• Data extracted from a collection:
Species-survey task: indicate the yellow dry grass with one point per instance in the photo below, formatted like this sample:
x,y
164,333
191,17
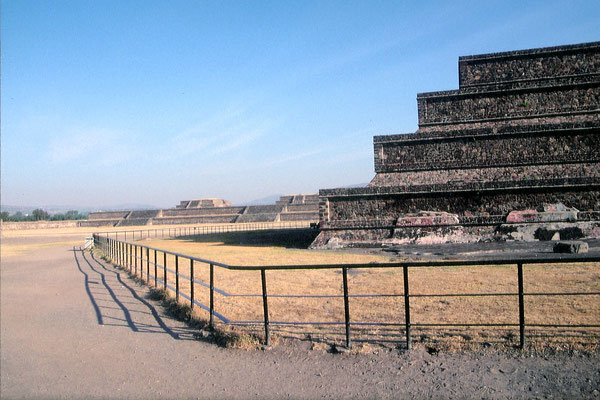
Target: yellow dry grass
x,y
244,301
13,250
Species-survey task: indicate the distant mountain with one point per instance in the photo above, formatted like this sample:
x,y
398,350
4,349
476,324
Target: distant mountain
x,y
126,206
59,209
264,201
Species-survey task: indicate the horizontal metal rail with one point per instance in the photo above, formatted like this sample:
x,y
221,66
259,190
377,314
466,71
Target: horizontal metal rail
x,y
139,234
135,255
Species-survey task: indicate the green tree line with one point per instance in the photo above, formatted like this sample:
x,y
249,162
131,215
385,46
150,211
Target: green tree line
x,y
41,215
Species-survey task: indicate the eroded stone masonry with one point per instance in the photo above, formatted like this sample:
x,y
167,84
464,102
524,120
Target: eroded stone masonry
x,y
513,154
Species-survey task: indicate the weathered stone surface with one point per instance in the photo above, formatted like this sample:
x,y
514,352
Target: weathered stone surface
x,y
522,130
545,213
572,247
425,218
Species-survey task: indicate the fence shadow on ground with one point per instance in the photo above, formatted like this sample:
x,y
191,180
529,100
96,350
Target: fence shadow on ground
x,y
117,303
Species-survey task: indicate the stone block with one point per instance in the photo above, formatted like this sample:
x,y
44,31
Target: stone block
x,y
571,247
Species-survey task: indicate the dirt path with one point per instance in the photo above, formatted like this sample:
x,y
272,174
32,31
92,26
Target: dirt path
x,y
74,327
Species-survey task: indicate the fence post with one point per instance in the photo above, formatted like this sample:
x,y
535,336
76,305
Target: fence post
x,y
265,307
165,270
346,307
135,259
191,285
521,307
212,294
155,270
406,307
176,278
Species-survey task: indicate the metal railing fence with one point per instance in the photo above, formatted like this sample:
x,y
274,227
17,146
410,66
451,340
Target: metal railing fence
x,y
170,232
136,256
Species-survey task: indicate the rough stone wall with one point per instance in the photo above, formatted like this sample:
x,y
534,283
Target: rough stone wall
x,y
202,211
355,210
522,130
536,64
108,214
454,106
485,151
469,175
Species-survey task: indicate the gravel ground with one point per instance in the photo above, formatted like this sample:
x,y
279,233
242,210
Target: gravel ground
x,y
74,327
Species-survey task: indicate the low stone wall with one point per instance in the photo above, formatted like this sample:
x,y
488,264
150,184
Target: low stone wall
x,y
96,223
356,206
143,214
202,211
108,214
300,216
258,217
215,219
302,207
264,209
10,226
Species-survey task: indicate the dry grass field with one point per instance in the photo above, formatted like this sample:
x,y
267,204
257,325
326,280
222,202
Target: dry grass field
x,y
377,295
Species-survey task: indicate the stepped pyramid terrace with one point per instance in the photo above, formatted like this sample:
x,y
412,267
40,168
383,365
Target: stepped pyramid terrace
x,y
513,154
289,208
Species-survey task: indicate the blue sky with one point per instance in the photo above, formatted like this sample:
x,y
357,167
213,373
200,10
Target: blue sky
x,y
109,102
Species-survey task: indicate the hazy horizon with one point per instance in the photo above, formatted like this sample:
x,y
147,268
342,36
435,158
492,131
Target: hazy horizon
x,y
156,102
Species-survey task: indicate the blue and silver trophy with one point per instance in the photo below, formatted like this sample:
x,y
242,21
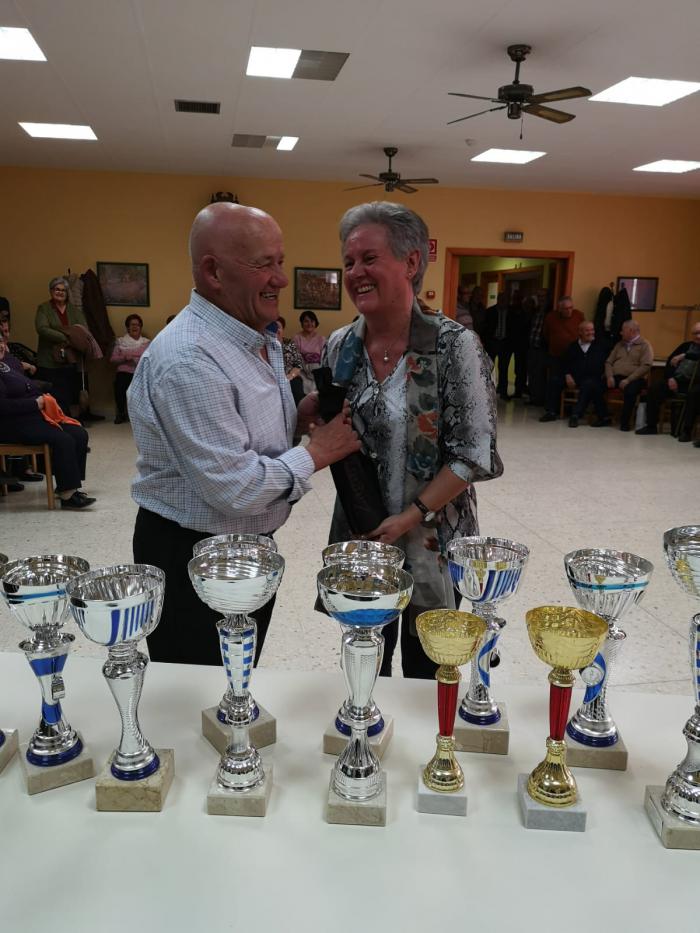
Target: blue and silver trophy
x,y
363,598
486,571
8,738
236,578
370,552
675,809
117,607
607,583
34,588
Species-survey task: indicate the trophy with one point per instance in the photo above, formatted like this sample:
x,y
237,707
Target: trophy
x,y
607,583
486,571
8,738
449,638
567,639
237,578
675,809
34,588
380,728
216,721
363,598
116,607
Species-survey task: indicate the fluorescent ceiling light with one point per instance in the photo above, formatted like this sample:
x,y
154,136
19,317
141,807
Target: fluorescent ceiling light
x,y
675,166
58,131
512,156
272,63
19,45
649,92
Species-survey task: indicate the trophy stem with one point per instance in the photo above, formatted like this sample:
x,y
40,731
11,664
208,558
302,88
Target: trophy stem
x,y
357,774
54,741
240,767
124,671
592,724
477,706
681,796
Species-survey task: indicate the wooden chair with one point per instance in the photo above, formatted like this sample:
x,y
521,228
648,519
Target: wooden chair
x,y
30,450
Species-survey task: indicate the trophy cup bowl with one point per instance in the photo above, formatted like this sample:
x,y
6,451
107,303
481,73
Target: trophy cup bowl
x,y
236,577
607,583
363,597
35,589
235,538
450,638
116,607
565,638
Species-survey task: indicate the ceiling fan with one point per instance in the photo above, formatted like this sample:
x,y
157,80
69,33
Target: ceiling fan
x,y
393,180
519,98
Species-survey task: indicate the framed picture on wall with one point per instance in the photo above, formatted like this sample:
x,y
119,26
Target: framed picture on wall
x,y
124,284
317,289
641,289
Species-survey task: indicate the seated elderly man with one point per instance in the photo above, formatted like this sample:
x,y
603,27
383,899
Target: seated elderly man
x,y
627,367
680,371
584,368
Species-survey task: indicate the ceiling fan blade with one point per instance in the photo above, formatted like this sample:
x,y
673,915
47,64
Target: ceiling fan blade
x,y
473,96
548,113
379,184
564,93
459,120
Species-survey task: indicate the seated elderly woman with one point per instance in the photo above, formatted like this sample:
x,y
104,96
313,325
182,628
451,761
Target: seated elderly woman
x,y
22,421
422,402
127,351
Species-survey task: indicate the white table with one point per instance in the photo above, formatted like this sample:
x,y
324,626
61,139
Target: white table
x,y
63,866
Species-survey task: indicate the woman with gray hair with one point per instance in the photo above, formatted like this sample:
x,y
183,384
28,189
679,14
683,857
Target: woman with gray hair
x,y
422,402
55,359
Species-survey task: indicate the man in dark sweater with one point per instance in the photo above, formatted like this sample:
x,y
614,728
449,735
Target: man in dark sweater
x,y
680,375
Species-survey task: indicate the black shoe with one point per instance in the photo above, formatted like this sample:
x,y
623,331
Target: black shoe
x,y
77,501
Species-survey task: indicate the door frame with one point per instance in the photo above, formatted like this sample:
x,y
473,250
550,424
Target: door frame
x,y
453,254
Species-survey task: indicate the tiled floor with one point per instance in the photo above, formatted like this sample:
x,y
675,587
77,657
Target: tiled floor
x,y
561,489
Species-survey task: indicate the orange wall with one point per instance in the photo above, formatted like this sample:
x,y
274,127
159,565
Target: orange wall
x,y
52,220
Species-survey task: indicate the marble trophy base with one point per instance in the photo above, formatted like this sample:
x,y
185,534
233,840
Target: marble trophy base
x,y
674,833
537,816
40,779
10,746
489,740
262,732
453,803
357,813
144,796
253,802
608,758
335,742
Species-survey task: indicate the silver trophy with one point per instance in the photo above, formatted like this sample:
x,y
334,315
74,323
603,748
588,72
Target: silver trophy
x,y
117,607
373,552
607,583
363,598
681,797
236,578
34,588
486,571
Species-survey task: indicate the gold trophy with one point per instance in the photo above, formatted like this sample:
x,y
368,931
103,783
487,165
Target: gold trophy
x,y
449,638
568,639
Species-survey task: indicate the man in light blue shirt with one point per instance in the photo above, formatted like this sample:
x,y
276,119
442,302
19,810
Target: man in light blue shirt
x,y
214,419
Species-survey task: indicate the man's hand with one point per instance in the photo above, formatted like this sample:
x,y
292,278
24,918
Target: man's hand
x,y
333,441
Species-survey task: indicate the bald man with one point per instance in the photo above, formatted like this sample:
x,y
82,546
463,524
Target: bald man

• Task requirements: Locate the word "below" in the data above. Copy every line carrying it.

• Answer section:
Species-survey task: indicate the yellow dry grass with one point per instance in the photo below, formatted like this sample:
Species-survey task: indicate the blue and silver trophy with one point per instance in the photo below, formatted like this sample:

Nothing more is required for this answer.